*TO DO*: Line filter on the word "smiling": copy each matching line from the entries.

RECORD EXTRACTS section start

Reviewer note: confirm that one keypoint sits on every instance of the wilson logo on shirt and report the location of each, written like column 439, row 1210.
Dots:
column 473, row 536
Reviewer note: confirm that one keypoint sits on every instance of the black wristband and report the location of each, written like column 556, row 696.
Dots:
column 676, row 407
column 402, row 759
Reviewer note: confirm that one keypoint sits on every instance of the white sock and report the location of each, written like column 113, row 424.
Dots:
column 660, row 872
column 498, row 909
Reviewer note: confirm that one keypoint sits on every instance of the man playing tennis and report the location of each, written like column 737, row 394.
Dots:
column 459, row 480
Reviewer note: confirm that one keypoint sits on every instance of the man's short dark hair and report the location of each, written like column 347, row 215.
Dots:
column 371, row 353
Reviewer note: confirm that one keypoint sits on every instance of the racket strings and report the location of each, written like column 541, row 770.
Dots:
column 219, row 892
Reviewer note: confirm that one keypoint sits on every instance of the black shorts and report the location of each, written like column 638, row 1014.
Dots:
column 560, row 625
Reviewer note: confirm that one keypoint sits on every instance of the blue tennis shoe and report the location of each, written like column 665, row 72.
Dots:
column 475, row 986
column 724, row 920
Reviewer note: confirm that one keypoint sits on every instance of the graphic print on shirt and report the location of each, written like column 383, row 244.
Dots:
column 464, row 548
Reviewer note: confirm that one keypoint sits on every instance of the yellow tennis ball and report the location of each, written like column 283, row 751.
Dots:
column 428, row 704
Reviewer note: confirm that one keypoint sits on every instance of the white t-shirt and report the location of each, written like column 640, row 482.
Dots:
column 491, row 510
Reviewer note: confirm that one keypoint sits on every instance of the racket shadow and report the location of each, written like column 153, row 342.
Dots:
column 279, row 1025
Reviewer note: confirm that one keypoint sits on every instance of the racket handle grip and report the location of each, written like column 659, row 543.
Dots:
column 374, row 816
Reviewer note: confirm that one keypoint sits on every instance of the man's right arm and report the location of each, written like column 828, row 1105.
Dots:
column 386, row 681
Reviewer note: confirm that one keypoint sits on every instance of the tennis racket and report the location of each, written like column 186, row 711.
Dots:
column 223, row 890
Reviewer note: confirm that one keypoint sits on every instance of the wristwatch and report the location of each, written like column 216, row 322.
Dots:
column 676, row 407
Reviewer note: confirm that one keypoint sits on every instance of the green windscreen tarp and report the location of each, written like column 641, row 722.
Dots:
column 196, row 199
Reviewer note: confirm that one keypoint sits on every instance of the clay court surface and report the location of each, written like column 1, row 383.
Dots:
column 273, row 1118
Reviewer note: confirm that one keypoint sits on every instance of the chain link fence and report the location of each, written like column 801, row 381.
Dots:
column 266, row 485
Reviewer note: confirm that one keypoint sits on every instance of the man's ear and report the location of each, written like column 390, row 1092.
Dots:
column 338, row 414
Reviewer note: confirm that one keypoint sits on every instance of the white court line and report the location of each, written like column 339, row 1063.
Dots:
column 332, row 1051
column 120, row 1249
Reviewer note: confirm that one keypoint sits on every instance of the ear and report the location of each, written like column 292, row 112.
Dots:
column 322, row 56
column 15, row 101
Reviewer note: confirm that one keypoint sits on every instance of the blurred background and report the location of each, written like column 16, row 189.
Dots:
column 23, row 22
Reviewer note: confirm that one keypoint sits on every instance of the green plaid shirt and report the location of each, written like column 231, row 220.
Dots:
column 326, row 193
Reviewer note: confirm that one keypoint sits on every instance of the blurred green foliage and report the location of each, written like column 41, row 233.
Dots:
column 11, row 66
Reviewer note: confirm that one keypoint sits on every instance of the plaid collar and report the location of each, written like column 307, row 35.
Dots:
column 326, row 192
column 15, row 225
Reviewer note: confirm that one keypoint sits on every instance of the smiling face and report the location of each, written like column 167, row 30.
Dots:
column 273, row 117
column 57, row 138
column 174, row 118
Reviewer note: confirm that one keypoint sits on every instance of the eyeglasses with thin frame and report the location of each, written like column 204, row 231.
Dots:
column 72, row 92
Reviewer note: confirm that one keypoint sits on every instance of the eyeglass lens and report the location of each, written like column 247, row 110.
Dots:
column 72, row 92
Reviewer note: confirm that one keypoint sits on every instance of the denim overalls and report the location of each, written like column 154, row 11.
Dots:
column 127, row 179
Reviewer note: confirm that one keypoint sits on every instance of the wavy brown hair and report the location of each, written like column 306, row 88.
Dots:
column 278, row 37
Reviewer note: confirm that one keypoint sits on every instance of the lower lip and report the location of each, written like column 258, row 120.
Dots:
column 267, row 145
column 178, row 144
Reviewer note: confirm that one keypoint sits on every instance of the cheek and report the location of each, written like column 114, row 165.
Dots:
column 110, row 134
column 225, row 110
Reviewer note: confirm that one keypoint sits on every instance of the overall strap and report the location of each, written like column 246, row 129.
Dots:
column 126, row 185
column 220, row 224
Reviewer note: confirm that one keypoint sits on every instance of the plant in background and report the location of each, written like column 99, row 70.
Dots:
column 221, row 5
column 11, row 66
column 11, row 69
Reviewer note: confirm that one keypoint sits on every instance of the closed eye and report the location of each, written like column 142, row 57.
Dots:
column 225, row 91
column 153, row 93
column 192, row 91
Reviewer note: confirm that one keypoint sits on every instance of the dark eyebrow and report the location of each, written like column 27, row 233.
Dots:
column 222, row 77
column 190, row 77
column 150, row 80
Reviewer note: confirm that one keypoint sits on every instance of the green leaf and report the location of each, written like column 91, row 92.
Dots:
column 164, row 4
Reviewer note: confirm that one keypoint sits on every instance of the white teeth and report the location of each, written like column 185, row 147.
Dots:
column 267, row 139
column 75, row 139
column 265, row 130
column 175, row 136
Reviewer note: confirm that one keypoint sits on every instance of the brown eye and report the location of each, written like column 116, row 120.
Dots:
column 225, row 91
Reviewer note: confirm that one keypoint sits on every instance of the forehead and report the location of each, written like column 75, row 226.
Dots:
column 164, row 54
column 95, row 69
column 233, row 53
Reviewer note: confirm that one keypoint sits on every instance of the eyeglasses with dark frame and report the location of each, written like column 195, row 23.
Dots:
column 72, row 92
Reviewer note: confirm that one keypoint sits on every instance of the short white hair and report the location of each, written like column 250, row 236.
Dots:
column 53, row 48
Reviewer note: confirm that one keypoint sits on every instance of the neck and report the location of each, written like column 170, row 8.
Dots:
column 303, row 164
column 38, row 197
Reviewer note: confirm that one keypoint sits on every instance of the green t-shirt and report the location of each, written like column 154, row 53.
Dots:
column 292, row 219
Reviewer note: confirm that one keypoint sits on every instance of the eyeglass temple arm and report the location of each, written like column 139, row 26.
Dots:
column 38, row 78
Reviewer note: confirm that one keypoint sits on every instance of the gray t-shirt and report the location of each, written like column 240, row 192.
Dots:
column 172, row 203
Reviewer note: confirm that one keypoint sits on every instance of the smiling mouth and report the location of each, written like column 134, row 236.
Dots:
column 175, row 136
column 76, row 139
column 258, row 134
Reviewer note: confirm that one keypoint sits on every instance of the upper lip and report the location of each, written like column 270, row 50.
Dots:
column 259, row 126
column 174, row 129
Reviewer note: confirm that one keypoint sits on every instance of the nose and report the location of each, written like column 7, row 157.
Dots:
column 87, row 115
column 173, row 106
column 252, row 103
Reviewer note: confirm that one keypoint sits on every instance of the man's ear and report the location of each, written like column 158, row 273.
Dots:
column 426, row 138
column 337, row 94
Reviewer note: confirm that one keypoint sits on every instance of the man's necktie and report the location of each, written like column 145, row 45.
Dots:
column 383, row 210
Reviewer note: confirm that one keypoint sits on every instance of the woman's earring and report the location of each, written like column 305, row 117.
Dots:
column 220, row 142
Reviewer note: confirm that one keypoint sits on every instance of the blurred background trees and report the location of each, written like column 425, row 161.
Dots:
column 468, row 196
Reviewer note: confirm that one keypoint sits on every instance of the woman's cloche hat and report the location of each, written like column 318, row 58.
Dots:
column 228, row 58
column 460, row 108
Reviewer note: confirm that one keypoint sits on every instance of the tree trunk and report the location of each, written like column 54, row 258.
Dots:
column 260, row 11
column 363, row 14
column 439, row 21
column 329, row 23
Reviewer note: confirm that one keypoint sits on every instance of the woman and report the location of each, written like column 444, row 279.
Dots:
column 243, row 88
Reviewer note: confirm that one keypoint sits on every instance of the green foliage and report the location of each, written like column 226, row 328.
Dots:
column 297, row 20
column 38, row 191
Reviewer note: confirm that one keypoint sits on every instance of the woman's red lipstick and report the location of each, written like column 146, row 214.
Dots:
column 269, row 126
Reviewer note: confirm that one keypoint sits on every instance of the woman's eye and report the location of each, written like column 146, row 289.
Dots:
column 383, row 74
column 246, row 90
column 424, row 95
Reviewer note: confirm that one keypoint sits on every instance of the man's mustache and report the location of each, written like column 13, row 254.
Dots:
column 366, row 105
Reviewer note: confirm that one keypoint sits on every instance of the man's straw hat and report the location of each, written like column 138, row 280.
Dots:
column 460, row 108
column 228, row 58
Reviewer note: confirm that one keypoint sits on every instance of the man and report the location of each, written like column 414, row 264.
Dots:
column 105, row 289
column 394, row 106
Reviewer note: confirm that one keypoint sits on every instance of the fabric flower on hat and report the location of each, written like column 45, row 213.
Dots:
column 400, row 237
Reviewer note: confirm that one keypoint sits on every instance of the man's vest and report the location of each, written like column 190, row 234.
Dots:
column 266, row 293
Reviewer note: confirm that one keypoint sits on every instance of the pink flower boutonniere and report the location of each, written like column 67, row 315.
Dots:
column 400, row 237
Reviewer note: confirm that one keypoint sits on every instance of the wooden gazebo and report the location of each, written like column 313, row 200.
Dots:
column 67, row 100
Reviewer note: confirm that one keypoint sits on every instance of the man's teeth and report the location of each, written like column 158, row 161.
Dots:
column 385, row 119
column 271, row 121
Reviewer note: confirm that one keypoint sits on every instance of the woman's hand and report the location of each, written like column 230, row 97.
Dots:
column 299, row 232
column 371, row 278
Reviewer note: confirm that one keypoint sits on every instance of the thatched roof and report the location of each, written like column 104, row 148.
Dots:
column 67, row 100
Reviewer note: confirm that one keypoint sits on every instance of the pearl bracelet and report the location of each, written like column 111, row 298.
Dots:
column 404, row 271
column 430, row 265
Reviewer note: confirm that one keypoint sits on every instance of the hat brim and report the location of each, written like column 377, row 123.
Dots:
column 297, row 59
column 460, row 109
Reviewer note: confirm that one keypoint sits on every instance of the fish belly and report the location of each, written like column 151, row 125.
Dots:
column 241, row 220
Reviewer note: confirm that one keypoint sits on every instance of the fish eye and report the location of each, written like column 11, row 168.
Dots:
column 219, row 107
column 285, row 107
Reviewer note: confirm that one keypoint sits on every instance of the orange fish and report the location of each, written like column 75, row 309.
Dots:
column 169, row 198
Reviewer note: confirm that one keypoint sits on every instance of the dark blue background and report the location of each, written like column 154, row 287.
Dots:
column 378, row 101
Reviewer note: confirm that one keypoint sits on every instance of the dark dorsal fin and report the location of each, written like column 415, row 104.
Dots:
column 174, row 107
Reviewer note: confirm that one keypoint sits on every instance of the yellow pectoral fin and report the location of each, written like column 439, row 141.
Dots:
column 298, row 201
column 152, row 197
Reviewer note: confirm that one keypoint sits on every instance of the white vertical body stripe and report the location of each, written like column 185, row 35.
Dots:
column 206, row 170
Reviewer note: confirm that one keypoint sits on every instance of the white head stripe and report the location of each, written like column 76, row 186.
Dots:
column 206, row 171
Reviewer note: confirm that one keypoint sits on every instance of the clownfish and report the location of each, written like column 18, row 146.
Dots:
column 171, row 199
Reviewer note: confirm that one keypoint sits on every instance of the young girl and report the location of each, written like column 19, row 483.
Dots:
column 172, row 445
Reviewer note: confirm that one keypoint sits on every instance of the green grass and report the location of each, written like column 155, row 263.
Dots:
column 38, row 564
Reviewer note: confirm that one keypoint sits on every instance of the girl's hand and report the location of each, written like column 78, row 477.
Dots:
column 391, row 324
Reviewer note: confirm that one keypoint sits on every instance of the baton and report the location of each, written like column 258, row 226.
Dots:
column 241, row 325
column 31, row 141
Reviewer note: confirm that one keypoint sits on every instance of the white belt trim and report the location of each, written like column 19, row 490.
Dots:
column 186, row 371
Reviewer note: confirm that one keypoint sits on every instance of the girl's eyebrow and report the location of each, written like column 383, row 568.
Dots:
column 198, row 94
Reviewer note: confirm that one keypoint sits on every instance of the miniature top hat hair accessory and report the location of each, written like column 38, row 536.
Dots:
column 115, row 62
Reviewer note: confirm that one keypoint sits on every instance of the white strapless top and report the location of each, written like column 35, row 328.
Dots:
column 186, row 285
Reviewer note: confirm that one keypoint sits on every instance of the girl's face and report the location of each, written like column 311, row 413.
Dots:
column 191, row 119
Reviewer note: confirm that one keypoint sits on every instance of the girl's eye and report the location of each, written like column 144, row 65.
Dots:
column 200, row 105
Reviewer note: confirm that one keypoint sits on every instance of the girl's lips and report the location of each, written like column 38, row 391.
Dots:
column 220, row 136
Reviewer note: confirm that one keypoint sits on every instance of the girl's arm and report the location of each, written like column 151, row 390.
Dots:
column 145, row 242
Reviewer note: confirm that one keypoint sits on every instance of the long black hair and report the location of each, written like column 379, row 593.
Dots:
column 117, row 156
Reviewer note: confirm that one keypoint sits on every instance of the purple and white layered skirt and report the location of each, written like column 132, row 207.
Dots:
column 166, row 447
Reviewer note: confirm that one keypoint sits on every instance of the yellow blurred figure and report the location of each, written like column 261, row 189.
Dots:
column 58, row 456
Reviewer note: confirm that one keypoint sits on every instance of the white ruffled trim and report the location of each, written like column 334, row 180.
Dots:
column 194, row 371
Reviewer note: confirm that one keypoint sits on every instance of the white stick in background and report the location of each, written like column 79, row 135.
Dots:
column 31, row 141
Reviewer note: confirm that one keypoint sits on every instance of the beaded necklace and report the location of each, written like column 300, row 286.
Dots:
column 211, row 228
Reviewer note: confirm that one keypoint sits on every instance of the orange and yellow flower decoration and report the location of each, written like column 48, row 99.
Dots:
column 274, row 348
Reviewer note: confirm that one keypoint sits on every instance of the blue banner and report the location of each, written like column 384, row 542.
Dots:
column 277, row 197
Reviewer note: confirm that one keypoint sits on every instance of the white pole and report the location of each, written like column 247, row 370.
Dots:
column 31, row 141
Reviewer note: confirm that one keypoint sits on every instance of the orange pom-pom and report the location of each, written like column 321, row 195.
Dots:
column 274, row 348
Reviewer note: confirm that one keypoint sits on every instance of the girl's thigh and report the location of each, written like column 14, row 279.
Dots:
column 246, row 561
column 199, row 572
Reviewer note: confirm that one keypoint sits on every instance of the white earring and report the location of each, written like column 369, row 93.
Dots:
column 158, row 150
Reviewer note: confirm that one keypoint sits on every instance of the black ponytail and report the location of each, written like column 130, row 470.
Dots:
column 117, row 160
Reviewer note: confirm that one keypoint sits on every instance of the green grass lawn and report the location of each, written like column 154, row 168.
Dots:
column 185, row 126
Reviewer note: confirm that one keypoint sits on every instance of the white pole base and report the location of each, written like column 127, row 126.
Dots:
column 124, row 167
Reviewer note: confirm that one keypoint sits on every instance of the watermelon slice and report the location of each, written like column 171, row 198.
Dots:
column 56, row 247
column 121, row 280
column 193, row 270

RECORD EXTRACTS section end

*ANSWER SPACE*:
Reviewer note: confirm that one keypoint sits on every instance of the smiling face and report the location of each, written like column 167, row 30.
Reviewer note: confirm that one keypoint sits on every instance of the smiling mouth and report the location of each, written like column 134, row 236.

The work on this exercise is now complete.